Exercise: Copy out the data in full and exactly, passing over the pictures.

Collected data:
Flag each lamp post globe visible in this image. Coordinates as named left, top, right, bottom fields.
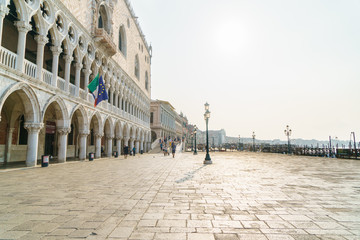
left=204, top=103, right=212, bottom=164
left=194, top=125, right=198, bottom=155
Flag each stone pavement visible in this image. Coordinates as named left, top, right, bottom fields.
left=0, top=152, right=359, bottom=240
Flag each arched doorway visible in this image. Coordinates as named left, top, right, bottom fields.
left=0, top=84, right=41, bottom=166
left=68, top=107, right=87, bottom=160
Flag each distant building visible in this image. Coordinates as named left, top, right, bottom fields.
left=150, top=100, right=190, bottom=142
left=190, top=128, right=226, bottom=146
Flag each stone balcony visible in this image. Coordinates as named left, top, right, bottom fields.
left=93, top=28, right=117, bottom=56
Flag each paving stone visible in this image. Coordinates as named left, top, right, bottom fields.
left=154, top=232, right=186, bottom=239
left=0, top=153, right=359, bottom=239
left=188, top=233, right=215, bottom=240
left=214, top=233, right=239, bottom=239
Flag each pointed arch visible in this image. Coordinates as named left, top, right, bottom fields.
left=69, top=104, right=88, bottom=131
left=41, top=96, right=69, bottom=124
left=0, top=82, right=41, bottom=123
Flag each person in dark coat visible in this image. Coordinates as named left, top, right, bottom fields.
left=124, top=145, right=129, bottom=159
left=172, top=143, right=176, bottom=158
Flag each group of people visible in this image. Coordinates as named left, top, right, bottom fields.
left=160, top=137, right=181, bottom=158
left=123, top=146, right=137, bottom=159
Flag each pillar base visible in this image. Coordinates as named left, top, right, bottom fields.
left=203, top=160, right=212, bottom=164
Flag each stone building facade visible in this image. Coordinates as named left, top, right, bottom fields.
left=0, top=0, right=152, bottom=167
left=150, top=100, right=178, bottom=142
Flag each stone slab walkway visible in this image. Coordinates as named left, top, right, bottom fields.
left=0, top=152, right=359, bottom=240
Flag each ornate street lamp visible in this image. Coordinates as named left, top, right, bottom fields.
left=191, top=133, right=194, bottom=152
left=204, top=102, right=212, bottom=164
left=284, top=125, right=292, bottom=154
left=194, top=125, right=198, bottom=155
left=252, top=131, right=256, bottom=152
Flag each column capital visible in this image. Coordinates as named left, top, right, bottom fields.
left=15, top=21, right=32, bottom=33
left=106, top=134, right=114, bottom=140
left=115, top=136, right=122, bottom=140
left=0, top=5, right=9, bottom=17
left=95, top=133, right=104, bottom=138
left=50, top=46, right=62, bottom=56
left=75, top=62, right=83, bottom=70
left=24, top=122, right=44, bottom=133
left=79, top=130, right=90, bottom=137
left=64, top=55, right=73, bottom=63
left=34, top=35, right=48, bottom=45
left=82, top=68, right=92, bottom=75
left=57, top=127, right=71, bottom=135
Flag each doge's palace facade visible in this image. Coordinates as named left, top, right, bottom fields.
left=0, top=0, right=152, bottom=166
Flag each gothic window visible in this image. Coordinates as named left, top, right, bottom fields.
left=134, top=55, right=140, bottom=79
left=145, top=71, right=149, bottom=90
left=118, top=26, right=127, bottom=56
left=98, top=5, right=110, bottom=34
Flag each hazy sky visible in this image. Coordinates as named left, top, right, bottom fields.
left=131, top=0, right=360, bottom=141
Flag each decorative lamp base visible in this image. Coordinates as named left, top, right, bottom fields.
left=203, top=160, right=212, bottom=164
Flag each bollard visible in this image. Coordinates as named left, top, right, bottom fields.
left=41, top=155, right=49, bottom=167
left=89, top=152, right=94, bottom=161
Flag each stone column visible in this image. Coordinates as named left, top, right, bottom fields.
left=15, top=21, right=32, bottom=72
left=50, top=46, right=62, bottom=87
left=57, top=127, right=70, bottom=163
left=140, top=140, right=144, bottom=153
left=116, top=137, right=122, bottom=155
left=5, top=128, right=14, bottom=163
left=78, top=131, right=89, bottom=160
left=0, top=6, right=9, bottom=45
left=130, top=138, right=134, bottom=152
left=114, top=91, right=119, bottom=108
left=74, top=62, right=82, bottom=97
left=64, top=55, right=73, bottom=92
left=34, top=35, right=48, bottom=80
left=106, top=136, right=113, bottom=157
left=24, top=123, right=43, bottom=167
left=123, top=137, right=129, bottom=148
left=95, top=133, right=103, bottom=159
left=82, top=68, right=91, bottom=99
left=109, top=87, right=114, bottom=105
left=135, top=141, right=139, bottom=154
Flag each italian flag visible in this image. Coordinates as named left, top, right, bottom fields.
left=87, top=73, right=108, bottom=107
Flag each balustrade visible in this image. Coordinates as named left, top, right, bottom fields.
left=0, top=46, right=17, bottom=69
left=24, top=59, right=37, bottom=78
left=69, top=83, right=76, bottom=96
left=57, top=77, right=65, bottom=91
left=42, top=69, right=52, bottom=85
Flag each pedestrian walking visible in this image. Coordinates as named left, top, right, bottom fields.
left=124, top=145, right=129, bottom=159
left=133, top=146, right=136, bottom=156
left=172, top=143, right=176, bottom=158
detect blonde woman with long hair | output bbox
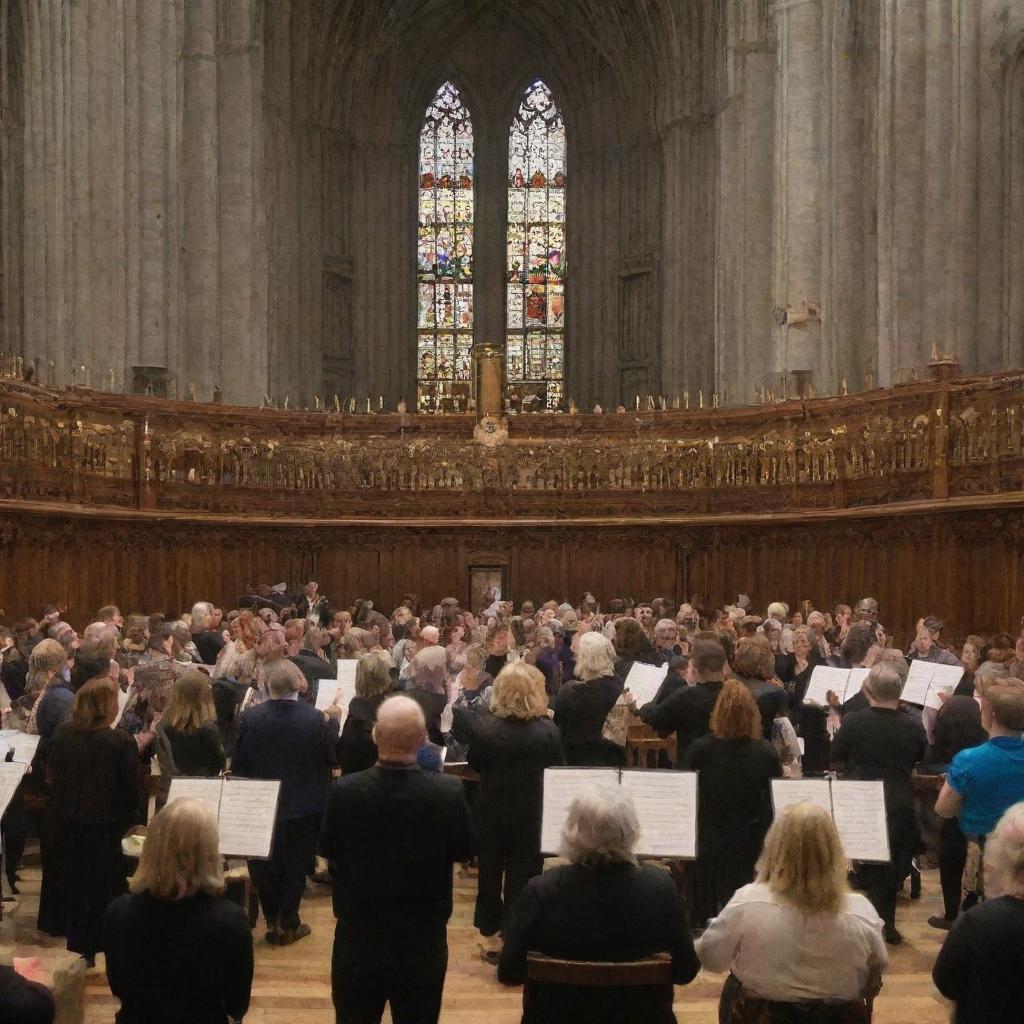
[102,798,253,1023]
[464,662,563,943]
[697,802,887,1022]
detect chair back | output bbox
[526,952,672,987]
[624,721,676,768]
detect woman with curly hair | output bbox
[684,680,782,927]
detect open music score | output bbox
[541,767,697,859]
[315,660,358,716]
[802,666,870,707]
[0,761,29,820]
[623,662,669,708]
[167,776,280,859]
[771,778,890,862]
[900,660,963,709]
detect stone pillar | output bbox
[180,0,220,401]
[771,0,826,387]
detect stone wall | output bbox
[0,1,1022,408]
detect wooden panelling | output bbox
[0,504,1021,644]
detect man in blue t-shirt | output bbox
[937,683,1024,838]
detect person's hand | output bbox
[624,690,637,706]
[325,704,343,720]
[545,708,554,719]
[937,689,951,706]
[826,689,840,708]
[13,957,50,987]
[137,729,157,752]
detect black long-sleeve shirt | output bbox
[103,891,253,1024]
[933,895,1024,1024]
[499,862,699,1023]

Result of the exercise:
Flag each lamp post globe visible in this image. Coordinates as named left, top, right, bottom fields.
left=204, top=103, right=212, bottom=164
left=194, top=125, right=198, bottom=155
Flag each stone pavement visible in this image. Coordinates as named left, top, right, bottom fields.
left=0, top=152, right=359, bottom=240
Flag each arched doorway visible in this image. Coordinates as named left, top, right, bottom fields.
left=0, top=84, right=41, bottom=166
left=68, top=107, right=87, bottom=160
Flag each distant building visible in this image. Coordinates as named left, top, right, bottom fields.
left=150, top=100, right=190, bottom=142
left=190, top=128, right=226, bottom=146
Flag each stone balcony visible in this image. Coordinates as named left, top, right, bottom fields.
left=93, top=28, right=117, bottom=56
Flag each paving stone visible in this image. Coordinates as named left, top, right, bottom fields.
left=154, top=232, right=186, bottom=239
left=0, top=153, right=359, bottom=239
left=188, top=233, right=215, bottom=240
left=214, top=233, right=239, bottom=239
Flag each pointed arch visible in this image. Coordinates as named left, top, right, bottom fields.
left=69, top=104, right=88, bottom=131
left=41, top=96, right=69, bottom=124
left=0, top=82, right=41, bottom=123
Flag each person in dark coat visible in this image. Coordinates as named left, top, right, bottom fields.
left=124, top=145, right=129, bottom=159
left=172, top=143, right=176, bottom=158
Flag each group of people visible in this image. Coordinates as named left, top, right, bottom fields.
left=160, top=137, right=181, bottom=158
left=123, top=146, right=137, bottom=159
Flag each pillar base visible in this image. Coordinates as named left, top, right, bottom fields.
left=203, top=160, right=212, bottom=164
Flag each stone building facade visible in this image. Coordinates as named left, top, right, bottom fields.
left=0, top=0, right=152, bottom=167
left=150, top=100, right=178, bottom=142
Flag each stone slab walkway visible in this image. Coordinates as named left, top, right, bottom fields.
left=0, top=152, right=359, bottom=240
Flag each ornate street lamp visible in this image. Coordinates as named left, top, right, bottom fields.
left=191, top=133, right=194, bottom=152
left=204, top=102, right=212, bottom=164
left=284, top=125, right=292, bottom=154
left=194, top=125, right=198, bottom=155
left=252, top=131, right=256, bottom=152
Flag each column capital visible in this image. Coordinates as named left, top, right, bottom fields.
left=15, top=21, right=32, bottom=33
left=106, top=134, right=114, bottom=140
left=115, top=136, right=122, bottom=140
left=0, top=5, right=9, bottom=17
left=95, top=133, right=104, bottom=138
left=50, top=46, right=62, bottom=56
left=75, top=62, right=83, bottom=70
left=24, top=122, right=44, bottom=133
left=79, top=130, right=90, bottom=137
left=64, top=55, right=73, bottom=63
left=34, top=35, right=48, bottom=45
left=82, top=68, right=92, bottom=75
left=57, top=127, right=71, bottom=135
Flag each doge's palace facade visible in this image. Coordinates as named left, top, right, bottom fields.
left=0, top=0, right=152, bottom=166
Flag each gothic window visible in this image. Coordinates as named left, top, right, bottom fields.
left=134, top=55, right=140, bottom=79
left=145, top=71, right=149, bottom=90
left=118, top=26, right=127, bottom=56
left=98, top=5, right=110, bottom=34
Flag each hazy sky visible in this image. Coordinates as named left, top, right, bottom fields.
left=131, top=0, right=360, bottom=141
Flag each decorative lamp base visible in this image. Coordinates as named left, top, right, bottom fields.
left=203, top=160, right=212, bottom=164
Flag each bollard visible in this image. Coordinates as named left, top, right, bottom fields.
left=41, top=155, right=49, bottom=167
left=89, top=152, right=94, bottom=161
Flag each stone column visible in this image. Coordinates as named left, top, right, bottom fields.
left=15, top=21, right=32, bottom=72
left=50, top=46, right=62, bottom=87
left=57, top=127, right=70, bottom=163
left=140, top=140, right=144, bottom=153
left=116, top=137, right=122, bottom=155
left=5, top=128, right=14, bottom=163
left=78, top=131, right=89, bottom=160
left=0, top=6, right=9, bottom=45
left=130, top=138, right=134, bottom=152
left=114, top=91, right=119, bottom=108
left=74, top=62, right=82, bottom=97
left=64, top=55, right=73, bottom=92
left=34, top=35, right=48, bottom=80
left=106, top=136, right=113, bottom=157
left=24, top=123, right=43, bottom=167
left=123, top=137, right=129, bottom=148
left=95, top=133, right=103, bottom=159
left=82, top=68, right=91, bottom=99
left=109, top=87, right=114, bottom=105
left=135, top=141, right=139, bottom=154
Flag each italian flag visible in this image. Coordinates as named left, top, right, bottom fields.
left=87, top=73, right=108, bottom=107
Flag each balustrade visible in this image. Coordinates as named left, top, right, bottom fields.
left=0, top=46, right=17, bottom=69
left=24, top=59, right=37, bottom=78
left=69, top=83, right=76, bottom=96
left=57, top=77, right=65, bottom=91
left=42, top=69, right=52, bottom=85
Flag each pedestrian walking visible in this image. Coordinates as named left, top, right, bottom fields.
left=124, top=145, right=129, bottom=159
left=133, top=146, right=136, bottom=156
left=172, top=143, right=176, bottom=158
detect blonde woman with long hair | output bbox
[102,798,253,1023]
[464,662,563,943]
[697,802,887,1022]
detect chair back | output bbox
[526,952,672,987]
[624,721,676,768]
detect woman with curly hair | output bbox
[684,680,782,927]
detect open music score | output bbox
[541,767,697,859]
[315,660,358,716]
[802,666,870,707]
[0,761,29,820]
[623,662,669,708]
[167,776,280,859]
[771,778,890,862]
[900,660,963,709]
detect stone pillar | output bbox
[180,0,220,401]
[771,0,826,387]
detect stone wall | output bbox
[0,1,1022,408]
detect wooden panelling | output bbox
[0,504,1021,644]
detect man in blue t-shirt | output bbox
[937,683,1024,838]
detect person's hand | output bbox
[624,690,637,706]
[325,704,343,720]
[545,708,554,719]
[937,689,951,706]
[826,689,840,708]
[13,957,50,987]
[137,729,157,752]
detect black long-sleeve shirt | output bbox
[103,891,253,1024]
[933,895,1024,1024]
[499,862,699,1023]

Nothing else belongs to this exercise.